People watching, needless to say, goes down very well with sipping something, soaking the sun, sometimes even staring and a bit of swimming or splashing, but in this sea never surfing and then siesta. Since we arrived in Europe in October 2011 we never sat still (refer this blog upwards) as we were so keen on simply utilizing the availability of travel in the Europe. This summer week in Barcelona turned out to provide a few good hours of actually relaxing at a slight slower pace, sort of to catch our breath and as the Kalahari Bushmen says ‘to allow your soul to catch-up with you’. It was necessary and hugely rewarding as the Barcelonetta ‘playa’ is scattered with cafès with a good view across the beach.
Man’s nature when traveling is to squeeze as much as possible into the time available and I often think of how much enjoyment you sacrifice this way. There is a huge trade-off between photos taken in front of things/places and then being ticked as visited versus experiencing things and places by spending time and absorbing sights and sounds. We used the Barcelona leg of the Spain trip successfully to slow down the pace and experience and enjoy more rather then rush and pursue more. So often less is more.
And this, I believe contributed hugely to this Spanish holiday to be one of the highlights of our past 12 months in Europe. And maybe, it will set the (lack of) pace for many more trips like this to come.
That well-known, and more than once used by me, saying ‘traveling broadens the mind’ is just so true that I cannot but use it over and over again. I love it so much when paradigms are shifted, and so much more when it’s my own. What I thought will be a two-week visit to Spain turned out to become a two-week visit to a few of the ‘Spains’, consisting of Aragôn, the Basque country, Navarra and La Rioja, Cantabria, Asturias and Catalonia and no Spain at all! Thus, I will somewhere in the future have to spend time in Spain. One simply cannot fit so much to see, so much history, conflict, culture, restaurants, roads, art, architecture, photographic potential, beaches and people into two weeks.
However, let me start at the proper beginning. To do a road-trip, one has to be equipped well, and I have learnt on this trip that the most essential piece of travel equipment to ensure a successful road-trip is an integrated iPod system, though if you allow the wrong family members to influence the playlists too much, you will end-up ‘clubbing’ down the highways in the early hours of the morning in tune with the Pitbulls, Iglesias’ and alike. With roughly 4000 songs just a finger-click away its easy to let ‘die kilometers vlieg verby, with a wicked wicked back-beat’; that is if the traffic conditions allow you. I have also learnt that one of the best reference books on Europe, its history, cultural differences and happenings must be Goschiny and Uderzo’s Asterix and Obelix series.

_SUPPLIED ENTRIES_
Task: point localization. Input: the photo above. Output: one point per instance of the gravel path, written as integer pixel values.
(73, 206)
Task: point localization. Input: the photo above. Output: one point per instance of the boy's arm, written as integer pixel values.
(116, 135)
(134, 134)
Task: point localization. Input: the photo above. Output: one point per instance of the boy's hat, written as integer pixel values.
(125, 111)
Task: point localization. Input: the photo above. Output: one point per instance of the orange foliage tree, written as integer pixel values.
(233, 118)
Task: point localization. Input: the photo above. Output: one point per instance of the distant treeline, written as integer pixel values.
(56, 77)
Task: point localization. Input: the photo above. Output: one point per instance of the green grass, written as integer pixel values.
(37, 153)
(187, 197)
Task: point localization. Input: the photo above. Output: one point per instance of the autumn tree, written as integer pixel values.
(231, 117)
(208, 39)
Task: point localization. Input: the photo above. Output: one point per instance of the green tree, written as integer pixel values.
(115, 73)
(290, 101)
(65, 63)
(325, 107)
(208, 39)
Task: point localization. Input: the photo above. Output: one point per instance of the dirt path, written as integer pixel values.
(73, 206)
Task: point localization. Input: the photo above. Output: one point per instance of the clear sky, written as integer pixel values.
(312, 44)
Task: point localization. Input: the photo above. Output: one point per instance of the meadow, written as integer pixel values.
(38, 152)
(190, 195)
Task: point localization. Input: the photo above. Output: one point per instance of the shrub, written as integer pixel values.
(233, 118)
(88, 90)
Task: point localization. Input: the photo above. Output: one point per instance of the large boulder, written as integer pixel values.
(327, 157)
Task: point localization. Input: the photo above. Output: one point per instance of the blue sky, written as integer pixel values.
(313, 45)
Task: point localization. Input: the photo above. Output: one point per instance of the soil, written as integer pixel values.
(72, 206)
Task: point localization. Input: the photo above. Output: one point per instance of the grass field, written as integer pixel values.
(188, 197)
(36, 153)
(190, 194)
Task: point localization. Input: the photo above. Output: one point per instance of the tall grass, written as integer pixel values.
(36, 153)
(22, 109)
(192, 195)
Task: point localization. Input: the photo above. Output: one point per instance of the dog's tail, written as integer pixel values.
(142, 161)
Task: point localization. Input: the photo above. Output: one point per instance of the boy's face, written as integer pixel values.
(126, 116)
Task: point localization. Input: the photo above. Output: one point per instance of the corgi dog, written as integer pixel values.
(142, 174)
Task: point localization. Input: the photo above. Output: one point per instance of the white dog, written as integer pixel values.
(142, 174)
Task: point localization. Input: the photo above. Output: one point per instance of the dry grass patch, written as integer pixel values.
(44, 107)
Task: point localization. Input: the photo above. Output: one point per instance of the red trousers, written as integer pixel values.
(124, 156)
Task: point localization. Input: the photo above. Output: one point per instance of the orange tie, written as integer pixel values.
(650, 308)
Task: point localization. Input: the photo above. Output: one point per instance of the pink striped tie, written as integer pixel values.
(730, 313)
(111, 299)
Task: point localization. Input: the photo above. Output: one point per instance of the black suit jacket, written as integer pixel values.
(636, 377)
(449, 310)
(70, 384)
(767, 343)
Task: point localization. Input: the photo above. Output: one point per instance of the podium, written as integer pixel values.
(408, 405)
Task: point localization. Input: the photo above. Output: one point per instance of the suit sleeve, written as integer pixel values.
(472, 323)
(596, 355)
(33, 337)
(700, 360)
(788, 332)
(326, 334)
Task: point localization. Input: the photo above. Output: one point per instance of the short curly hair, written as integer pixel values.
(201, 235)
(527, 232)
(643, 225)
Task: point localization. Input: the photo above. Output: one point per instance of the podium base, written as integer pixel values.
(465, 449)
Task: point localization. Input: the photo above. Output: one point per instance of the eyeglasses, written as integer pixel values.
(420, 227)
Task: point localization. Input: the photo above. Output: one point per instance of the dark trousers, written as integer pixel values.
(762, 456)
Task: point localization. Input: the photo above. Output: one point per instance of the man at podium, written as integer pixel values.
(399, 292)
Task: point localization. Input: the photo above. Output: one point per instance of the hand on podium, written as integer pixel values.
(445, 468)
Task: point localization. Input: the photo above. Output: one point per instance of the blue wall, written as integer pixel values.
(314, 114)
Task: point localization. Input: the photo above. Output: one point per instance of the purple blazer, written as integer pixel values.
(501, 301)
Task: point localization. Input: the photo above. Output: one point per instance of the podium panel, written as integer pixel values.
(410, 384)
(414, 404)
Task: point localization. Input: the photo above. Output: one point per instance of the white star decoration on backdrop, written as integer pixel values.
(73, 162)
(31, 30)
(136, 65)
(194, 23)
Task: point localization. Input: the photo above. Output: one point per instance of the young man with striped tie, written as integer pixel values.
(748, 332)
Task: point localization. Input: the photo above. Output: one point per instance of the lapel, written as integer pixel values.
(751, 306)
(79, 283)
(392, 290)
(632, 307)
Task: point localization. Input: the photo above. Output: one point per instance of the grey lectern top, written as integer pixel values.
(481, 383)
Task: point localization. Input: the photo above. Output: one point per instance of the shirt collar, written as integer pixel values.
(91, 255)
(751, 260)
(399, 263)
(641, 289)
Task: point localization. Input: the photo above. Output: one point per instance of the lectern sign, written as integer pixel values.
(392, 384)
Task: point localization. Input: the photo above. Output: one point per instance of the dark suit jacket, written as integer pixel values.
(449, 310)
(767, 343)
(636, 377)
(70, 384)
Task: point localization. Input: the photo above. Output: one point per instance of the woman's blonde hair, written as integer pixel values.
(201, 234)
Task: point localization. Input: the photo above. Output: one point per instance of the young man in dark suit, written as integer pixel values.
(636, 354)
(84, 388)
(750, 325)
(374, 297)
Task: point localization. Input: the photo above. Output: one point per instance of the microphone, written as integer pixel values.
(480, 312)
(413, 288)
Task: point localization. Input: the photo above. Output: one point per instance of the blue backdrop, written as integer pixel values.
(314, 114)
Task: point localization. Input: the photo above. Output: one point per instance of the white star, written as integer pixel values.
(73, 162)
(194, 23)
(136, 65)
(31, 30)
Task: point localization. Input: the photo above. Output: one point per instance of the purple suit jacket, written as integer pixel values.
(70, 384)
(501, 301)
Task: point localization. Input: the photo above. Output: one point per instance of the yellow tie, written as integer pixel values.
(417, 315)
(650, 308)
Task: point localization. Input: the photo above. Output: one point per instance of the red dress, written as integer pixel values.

_REQUIRED TASKS_
- a) Set down the travel post word for word, starting with "Man’s nature when" and going on through "this to come.".
- b) Name every region the travel post lists among the "Spains" the two-week visit turned out to cover.
The items have no connection to the travel post.

_WORKED ANSWERS_
- a)
Man’s nature when traveling is to squeeze as much as possible into the time available and I often think of how much enjoyment you sacrifice this way. There is a huge trade-off between photos taken in front of things/places and then being ticked as visited versus experiencing things and places by spending time and absorbing sights and sounds. We used the Barcelona leg of the Spain trip successfully to slow down the pace and experience and enjoy more rather then rush and pursue more. So often less is more.
And this, I believe contributed hugely to this Spanish holiday to be one of the highlights of our past 12 months in Europe. And maybe, it will set the (lack of) pace for many more trips like this to come.

- b) Aragôn, the Basque country, Navarra, La Rioja, Cantabria, Asturias, Catalonia